* **TASK INSTRUCTIONS**: Recast the stretch of lines below, from the one containing "target | blue round traffic sign" through the one containing "x=548, y=723", as a numbered list, skipping any blank lines.

* **INPUT MATERIAL**:
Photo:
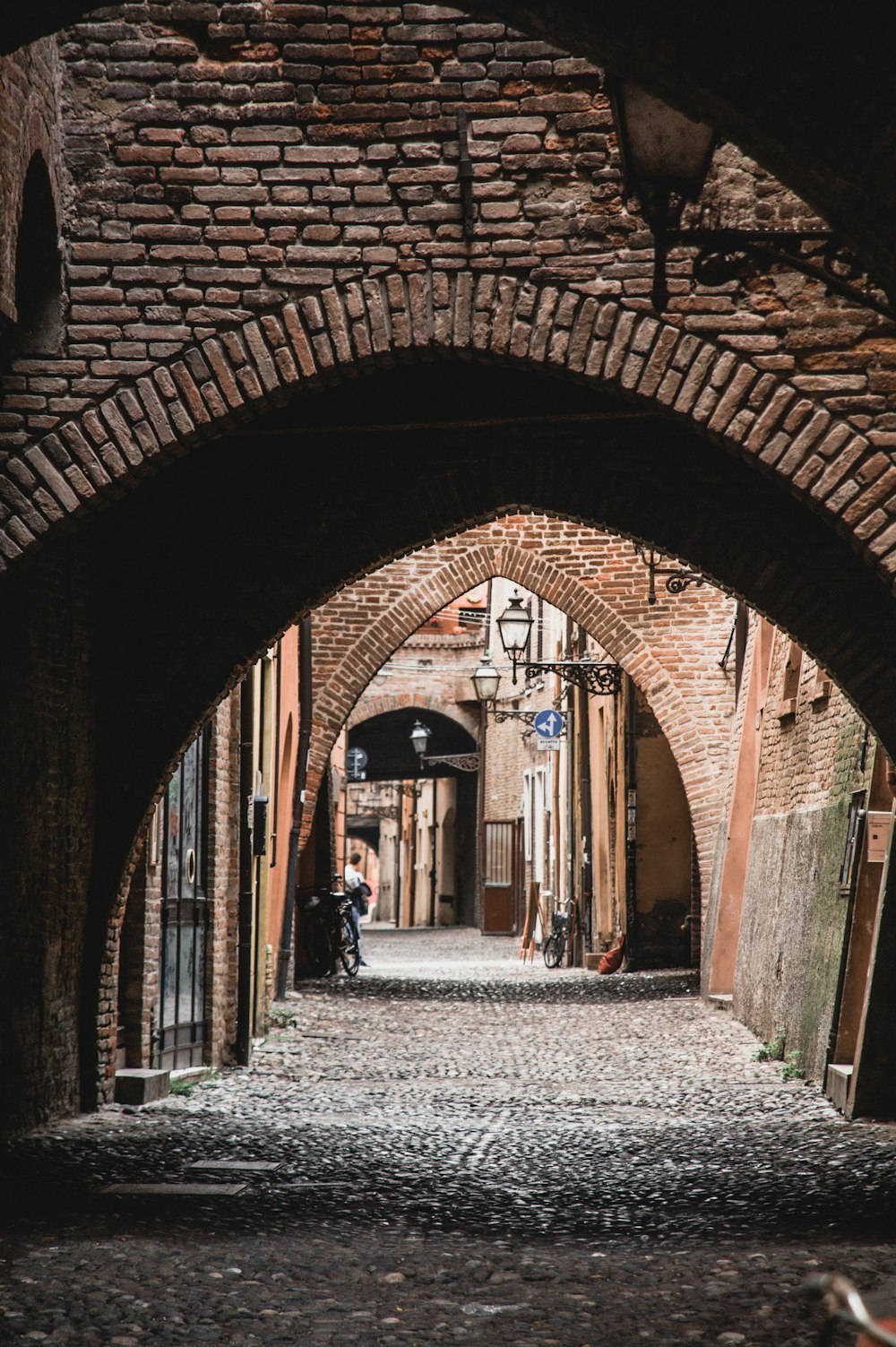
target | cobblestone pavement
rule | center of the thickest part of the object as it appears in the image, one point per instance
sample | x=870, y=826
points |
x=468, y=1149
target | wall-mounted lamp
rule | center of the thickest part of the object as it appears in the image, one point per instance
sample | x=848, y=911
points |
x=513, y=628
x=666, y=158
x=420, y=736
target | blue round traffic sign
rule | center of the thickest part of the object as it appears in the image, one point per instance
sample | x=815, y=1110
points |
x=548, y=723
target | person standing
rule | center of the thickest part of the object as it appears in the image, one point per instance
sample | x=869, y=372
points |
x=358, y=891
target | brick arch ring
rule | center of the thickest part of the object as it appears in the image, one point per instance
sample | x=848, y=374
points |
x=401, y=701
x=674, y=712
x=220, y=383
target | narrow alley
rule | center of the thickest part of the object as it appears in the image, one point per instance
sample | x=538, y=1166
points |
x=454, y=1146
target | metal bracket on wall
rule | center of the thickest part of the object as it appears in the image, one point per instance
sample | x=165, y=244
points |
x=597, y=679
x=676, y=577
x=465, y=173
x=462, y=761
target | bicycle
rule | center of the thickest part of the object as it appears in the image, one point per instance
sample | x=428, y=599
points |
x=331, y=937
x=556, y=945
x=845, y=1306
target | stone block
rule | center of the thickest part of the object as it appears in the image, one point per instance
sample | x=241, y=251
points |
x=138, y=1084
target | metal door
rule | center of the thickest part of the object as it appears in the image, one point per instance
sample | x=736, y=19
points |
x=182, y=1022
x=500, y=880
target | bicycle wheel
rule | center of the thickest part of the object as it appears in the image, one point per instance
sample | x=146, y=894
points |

* * *

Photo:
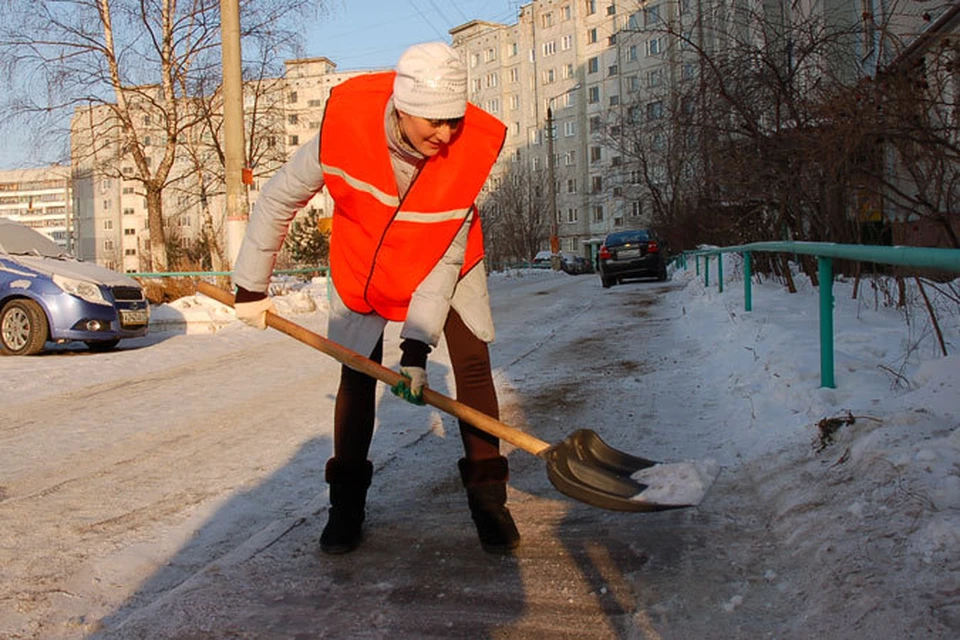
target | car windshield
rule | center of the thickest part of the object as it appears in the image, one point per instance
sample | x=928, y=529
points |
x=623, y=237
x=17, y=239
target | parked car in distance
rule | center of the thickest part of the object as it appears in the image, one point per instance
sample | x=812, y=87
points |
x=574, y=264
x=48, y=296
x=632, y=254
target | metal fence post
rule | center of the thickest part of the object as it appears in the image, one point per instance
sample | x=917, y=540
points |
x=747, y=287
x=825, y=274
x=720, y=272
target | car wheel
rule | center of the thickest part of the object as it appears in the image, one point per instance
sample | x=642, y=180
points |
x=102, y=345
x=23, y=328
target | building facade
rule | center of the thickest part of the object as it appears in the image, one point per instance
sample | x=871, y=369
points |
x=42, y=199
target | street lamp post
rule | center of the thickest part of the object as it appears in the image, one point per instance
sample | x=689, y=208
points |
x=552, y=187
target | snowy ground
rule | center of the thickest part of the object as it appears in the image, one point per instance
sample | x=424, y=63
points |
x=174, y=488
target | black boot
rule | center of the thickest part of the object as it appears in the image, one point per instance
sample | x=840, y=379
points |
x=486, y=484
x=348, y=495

* **COMPLETE RESPONSE**:
1. target | blue round traffic sign
2. rule | center of the thickest part of the object as it appears in the image, one point per instance
3. sample | x=815, y=1110
4. points |
5. x=548, y=723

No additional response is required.